[A run of records]
------------

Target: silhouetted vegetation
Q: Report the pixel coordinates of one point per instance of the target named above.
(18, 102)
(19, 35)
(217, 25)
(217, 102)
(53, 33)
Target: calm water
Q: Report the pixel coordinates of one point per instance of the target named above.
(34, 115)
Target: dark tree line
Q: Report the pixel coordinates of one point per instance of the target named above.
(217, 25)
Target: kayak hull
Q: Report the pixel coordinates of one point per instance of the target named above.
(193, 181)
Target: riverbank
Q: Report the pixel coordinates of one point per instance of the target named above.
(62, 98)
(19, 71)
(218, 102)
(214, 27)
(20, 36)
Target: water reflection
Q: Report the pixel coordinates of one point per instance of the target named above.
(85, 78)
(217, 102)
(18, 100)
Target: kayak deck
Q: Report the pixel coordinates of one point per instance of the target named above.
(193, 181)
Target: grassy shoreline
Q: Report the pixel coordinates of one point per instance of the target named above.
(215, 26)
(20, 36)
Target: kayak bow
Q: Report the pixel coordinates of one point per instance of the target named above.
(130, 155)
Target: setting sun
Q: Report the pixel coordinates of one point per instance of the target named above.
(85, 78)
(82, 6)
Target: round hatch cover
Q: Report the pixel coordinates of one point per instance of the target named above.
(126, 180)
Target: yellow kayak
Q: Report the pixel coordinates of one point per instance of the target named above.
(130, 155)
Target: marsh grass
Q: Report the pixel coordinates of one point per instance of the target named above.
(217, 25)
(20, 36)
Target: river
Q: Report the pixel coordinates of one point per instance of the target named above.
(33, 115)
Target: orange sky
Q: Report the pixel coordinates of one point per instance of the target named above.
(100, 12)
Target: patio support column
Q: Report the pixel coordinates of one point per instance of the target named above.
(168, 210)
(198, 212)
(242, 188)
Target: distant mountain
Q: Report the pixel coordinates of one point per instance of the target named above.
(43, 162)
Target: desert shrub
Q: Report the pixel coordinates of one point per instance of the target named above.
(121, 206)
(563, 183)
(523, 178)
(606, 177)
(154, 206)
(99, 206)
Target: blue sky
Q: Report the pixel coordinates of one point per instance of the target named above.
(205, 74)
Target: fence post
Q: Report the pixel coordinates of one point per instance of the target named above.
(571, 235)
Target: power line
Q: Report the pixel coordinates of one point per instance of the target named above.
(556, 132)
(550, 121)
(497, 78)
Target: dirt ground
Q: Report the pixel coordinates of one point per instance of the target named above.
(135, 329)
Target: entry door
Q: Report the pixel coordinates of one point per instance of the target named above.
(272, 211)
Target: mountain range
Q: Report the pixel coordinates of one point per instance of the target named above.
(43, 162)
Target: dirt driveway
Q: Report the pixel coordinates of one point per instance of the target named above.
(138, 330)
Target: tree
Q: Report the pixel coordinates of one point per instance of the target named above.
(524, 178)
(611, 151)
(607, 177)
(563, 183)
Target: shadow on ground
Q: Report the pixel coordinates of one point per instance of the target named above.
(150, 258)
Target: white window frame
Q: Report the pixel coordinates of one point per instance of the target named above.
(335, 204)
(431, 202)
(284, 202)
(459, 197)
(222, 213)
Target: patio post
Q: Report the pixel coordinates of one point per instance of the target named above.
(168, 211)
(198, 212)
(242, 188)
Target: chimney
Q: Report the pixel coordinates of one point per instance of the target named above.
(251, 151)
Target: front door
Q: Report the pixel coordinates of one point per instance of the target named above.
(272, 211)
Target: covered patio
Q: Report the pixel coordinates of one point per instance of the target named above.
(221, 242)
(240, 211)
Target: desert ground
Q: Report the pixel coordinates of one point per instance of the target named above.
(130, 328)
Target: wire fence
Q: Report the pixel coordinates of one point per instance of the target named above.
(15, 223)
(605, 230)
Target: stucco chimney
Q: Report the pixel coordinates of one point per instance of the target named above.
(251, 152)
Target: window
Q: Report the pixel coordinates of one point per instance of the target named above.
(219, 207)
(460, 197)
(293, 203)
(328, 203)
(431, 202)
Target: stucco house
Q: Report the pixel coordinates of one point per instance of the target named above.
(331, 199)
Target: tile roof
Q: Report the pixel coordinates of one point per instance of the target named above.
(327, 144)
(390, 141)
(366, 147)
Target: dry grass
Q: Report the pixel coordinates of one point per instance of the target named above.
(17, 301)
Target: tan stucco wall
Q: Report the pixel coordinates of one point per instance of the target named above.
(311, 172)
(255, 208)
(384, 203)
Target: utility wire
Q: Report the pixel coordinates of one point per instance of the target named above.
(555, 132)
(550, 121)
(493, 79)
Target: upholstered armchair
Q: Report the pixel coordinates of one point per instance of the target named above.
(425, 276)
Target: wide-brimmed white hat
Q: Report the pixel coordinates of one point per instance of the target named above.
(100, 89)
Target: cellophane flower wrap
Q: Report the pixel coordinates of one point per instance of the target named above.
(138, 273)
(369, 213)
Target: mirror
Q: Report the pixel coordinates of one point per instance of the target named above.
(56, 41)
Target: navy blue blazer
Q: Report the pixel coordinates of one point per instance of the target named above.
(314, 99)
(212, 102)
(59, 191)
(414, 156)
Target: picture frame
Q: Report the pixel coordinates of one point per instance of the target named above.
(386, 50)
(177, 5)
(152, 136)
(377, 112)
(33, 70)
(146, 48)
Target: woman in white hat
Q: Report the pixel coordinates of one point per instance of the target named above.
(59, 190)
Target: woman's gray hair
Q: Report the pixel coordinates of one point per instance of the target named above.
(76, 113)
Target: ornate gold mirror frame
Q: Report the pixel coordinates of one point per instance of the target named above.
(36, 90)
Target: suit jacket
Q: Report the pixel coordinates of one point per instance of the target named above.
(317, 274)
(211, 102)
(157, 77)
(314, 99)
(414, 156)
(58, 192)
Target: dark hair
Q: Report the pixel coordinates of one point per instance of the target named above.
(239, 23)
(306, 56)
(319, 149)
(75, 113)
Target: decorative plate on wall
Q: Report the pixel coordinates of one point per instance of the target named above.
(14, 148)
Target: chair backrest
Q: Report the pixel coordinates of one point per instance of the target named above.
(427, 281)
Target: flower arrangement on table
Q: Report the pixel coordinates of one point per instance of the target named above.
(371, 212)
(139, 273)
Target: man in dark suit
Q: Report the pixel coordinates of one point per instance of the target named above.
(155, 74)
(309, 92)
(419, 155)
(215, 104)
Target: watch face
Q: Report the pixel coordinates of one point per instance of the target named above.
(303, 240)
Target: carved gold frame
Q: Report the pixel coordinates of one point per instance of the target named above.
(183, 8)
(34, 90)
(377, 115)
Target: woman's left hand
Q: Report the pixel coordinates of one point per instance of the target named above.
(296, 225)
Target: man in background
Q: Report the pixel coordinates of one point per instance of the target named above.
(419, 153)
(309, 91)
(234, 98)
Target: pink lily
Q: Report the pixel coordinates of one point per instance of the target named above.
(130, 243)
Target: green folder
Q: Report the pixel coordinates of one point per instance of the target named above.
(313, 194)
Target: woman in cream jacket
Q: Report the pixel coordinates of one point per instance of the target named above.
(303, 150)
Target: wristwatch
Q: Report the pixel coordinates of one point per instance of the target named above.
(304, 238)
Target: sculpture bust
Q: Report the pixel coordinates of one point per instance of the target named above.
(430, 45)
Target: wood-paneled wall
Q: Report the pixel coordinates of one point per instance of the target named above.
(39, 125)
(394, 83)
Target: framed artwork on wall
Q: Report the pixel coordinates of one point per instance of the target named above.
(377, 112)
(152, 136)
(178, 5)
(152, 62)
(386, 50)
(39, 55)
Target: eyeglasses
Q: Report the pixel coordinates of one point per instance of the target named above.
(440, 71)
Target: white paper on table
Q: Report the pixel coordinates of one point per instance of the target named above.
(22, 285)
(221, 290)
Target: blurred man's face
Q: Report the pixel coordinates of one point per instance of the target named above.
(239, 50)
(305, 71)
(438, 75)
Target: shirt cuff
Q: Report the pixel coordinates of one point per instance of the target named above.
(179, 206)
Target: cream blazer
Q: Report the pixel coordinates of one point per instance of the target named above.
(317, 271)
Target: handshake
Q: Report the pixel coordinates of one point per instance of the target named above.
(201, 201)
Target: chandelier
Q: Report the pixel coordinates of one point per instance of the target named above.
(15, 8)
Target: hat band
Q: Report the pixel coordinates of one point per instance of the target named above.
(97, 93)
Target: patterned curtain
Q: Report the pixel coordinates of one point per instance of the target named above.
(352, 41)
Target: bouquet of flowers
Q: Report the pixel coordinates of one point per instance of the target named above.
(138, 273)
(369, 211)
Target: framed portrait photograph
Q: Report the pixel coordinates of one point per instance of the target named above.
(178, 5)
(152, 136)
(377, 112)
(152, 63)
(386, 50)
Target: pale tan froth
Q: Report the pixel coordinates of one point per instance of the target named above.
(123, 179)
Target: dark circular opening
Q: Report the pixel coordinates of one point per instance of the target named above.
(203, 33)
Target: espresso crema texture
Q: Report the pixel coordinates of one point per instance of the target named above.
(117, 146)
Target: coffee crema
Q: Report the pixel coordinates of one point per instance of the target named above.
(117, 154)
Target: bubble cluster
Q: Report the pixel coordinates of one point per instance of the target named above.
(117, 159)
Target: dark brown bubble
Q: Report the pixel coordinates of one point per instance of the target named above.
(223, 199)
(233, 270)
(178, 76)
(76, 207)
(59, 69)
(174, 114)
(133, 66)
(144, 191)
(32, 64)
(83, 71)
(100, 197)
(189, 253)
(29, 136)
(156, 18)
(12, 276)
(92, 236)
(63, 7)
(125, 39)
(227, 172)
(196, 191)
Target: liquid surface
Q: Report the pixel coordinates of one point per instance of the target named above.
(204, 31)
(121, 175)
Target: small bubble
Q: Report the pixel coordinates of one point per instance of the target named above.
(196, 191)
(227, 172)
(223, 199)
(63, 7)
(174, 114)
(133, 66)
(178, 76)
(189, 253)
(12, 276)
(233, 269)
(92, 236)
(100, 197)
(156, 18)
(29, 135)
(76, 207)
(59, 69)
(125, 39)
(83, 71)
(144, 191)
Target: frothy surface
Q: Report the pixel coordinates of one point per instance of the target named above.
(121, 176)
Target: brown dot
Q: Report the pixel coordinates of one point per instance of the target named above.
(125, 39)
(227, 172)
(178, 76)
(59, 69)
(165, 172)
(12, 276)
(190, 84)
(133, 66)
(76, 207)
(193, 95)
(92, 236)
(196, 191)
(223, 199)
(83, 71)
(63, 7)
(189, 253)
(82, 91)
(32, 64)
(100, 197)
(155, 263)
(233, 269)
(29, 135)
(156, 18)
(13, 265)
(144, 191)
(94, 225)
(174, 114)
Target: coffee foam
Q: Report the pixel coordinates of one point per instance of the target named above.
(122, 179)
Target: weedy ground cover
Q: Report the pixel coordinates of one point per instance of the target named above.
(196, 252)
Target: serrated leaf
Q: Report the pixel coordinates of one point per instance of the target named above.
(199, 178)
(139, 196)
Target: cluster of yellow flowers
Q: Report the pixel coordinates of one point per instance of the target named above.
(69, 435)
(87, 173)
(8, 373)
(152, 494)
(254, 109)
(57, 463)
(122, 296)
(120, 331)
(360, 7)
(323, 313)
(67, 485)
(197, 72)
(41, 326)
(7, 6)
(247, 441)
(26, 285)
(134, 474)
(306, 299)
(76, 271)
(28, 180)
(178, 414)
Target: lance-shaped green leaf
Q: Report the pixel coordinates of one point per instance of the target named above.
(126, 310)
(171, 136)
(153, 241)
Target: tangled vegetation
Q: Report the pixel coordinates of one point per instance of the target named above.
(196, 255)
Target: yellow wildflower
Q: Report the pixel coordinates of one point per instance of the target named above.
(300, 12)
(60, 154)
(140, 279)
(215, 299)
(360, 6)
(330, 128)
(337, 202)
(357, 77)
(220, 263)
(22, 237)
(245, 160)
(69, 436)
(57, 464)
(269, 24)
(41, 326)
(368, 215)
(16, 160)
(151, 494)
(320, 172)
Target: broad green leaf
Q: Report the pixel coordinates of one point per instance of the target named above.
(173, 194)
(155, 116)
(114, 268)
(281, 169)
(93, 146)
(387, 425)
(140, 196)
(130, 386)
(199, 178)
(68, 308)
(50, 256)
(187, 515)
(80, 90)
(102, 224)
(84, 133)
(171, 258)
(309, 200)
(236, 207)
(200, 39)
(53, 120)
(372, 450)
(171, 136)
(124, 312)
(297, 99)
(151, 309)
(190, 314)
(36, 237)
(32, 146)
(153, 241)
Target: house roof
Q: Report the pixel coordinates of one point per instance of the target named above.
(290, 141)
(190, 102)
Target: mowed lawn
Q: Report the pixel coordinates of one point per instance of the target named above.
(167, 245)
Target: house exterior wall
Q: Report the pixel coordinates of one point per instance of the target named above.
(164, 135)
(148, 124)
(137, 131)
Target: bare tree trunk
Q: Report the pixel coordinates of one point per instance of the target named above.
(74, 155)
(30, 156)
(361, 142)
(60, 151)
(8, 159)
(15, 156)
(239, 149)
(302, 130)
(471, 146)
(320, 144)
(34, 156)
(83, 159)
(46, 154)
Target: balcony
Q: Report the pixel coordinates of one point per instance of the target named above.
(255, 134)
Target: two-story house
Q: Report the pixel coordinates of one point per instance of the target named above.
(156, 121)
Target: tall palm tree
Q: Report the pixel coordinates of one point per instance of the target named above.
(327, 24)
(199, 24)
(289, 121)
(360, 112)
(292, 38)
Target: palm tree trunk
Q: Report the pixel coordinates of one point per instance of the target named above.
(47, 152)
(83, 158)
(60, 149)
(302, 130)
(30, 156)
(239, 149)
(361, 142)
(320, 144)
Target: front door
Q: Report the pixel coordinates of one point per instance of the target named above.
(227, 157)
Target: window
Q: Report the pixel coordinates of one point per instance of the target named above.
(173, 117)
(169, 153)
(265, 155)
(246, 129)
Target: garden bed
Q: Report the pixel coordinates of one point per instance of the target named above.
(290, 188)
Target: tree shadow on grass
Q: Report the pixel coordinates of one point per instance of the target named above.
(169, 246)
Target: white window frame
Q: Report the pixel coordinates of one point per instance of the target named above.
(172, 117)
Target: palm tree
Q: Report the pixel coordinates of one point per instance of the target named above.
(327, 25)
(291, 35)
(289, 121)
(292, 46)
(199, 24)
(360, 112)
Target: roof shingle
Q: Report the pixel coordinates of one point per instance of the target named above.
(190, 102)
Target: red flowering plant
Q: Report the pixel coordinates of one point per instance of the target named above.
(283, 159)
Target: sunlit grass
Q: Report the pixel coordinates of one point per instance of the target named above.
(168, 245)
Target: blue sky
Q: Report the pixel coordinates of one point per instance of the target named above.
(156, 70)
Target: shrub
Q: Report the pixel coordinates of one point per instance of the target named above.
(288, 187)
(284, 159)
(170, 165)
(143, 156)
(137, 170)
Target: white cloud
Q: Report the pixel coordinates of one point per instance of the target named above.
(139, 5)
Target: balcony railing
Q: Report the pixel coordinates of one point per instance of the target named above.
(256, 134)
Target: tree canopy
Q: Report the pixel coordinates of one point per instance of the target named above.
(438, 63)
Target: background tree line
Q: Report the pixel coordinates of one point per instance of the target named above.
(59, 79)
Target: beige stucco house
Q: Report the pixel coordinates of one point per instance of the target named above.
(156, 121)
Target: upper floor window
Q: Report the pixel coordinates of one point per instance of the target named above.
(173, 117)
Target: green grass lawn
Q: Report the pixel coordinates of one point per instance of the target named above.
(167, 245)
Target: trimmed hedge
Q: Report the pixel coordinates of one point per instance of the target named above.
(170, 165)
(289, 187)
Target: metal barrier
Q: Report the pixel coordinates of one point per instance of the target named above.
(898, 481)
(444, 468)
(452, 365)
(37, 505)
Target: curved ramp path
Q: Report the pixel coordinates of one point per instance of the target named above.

------------

▸ **Task requirements**
Copy only the stretch running from the line containing "Target: roof shingle" to the final line of the entries, both ends included, exactly as it stands.

▸ **Response to this task**
Target: roof shingle
Q: Report the pixel coordinates of one point per instance of the target named above.
(190, 102)
Target: red flowering plant
Q: Report the pixel coordinates of one point per instance of the target named above.
(283, 159)
Target: sunlit grass
Q: Report the pixel coordinates of one point per instance of the target named above.
(168, 245)
Target: blue sky
Q: Report the pixel coordinates of one point per instance of the target named above.
(156, 70)
Target: shrub
Q: Report the pixel coordinates of one point per instance of the target named above.
(288, 187)
(284, 159)
(170, 165)
(143, 156)
(137, 170)
Target: white cloud
Q: Report the pixel coordinates of one point per instance of the target named above.
(139, 5)
Target: balcony railing
Q: Report the pixel coordinates of one point per instance of the target named above.
(256, 134)
Target: tree canopy
Q: Report the pixel coordinates of one point per instance of the target named above.
(438, 63)
Target: background tree line
Q: Report the pixel coordinates of one point per instance of the target named above.
(59, 79)
Target: beige stucco house
Q: Report the pixel coordinates of one point per instance of the target named above.
(156, 121)
Target: upper floor window
Q: Report the pixel coordinates of one point per instance of the target named above.
(173, 117)
Target: green grass lawn
Q: Report the pixel coordinates of one point per instance of the target named above.
(167, 245)
Target: trimmed hedge
Q: Report the pixel coordinates of one point per instance of the target named above.
(170, 165)
(289, 187)
Target: metal barrier
Q: Report the pixel coordinates of one point per instance of the target named above.
(898, 481)
(444, 468)
(452, 365)
(37, 505)
Target: curved ramp path
Q: Report the pixel coordinates of one point per instance of the target named above.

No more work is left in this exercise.